**Text excerpt**:
####################

Two doses of difluprednate 0.05% nanoemulsion (DIFL) per day is noninferior to the conventional 4 doses of prednisolone 1% + phenylephrine hydrochloride 0.12% suspension (PRED) at treating inflammation following cataract surgery, according to research published in the Journal of Cataract & Refractive Surgery.
Researchers suggest the main benefit of using DIFL in favor of PRED is the decreased dosage frequency, which they expect to increase compliance.
The goal of this randomized prospective study was to compare the effectiveness of 2 doses per day of DIFL vs 4 doses per day of PRED for preventing inflammation following cataract surgery. Participants received surgery between March 2019 and July 2020 at 4 private ophthalmologic centers in Argentina. They were randomly assigned to the DIFL or PRED cohorts and began receiving treatment the day before surgery, concluding 28 days after surgery. Outcome measurements were taken at baseline and days 1, 4, and 28. Noninferior anti-inflammatory efficacy was determined using the difference in central corneal thickness (CCT) between baseline and day 4 (with ≥17 µm qualifying as “noninferior”).

####################

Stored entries
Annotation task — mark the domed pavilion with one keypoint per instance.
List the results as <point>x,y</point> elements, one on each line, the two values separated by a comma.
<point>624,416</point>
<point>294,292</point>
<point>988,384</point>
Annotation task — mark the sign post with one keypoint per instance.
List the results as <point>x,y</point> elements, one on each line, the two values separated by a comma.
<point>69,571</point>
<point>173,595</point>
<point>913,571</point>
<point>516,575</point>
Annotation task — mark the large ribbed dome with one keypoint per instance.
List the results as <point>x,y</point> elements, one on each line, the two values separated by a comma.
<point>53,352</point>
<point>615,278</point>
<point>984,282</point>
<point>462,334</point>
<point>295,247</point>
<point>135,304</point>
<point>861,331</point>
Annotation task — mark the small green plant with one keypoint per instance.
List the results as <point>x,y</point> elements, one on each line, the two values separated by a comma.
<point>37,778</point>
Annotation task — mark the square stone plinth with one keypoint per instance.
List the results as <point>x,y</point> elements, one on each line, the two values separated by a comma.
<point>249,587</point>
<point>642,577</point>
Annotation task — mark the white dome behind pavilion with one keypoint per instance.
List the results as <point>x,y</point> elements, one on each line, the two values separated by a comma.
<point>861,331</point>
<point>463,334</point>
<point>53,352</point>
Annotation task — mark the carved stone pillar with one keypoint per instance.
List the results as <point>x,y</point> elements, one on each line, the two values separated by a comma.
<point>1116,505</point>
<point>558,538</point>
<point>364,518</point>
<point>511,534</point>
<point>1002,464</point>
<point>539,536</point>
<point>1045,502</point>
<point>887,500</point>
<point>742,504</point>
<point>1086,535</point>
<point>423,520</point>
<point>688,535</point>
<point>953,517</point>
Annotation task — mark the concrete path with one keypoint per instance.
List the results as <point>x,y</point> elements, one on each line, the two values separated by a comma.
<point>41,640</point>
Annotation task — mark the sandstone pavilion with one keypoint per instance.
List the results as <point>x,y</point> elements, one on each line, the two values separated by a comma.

####################

**Questions to answer**:
1) Translate this sentence from the cataract surgery study summary into Spanish: "Researchers suggest the main benefit of using DIFL in favor of PRED is the decreased dosage frequency, which they expect to increase compliance."
2) List every time point at which the cataract surgery study summary says outcome measurements were taken.

**Your written answers**:
1) Los investigadores sugieren que el principal beneficio de usar DIFL en lugar de PRED es la menor frecuencia de dosificación, que esperan que aumente el cumplimiento.

2)
Baseline
Day 1
Day 4
Day 28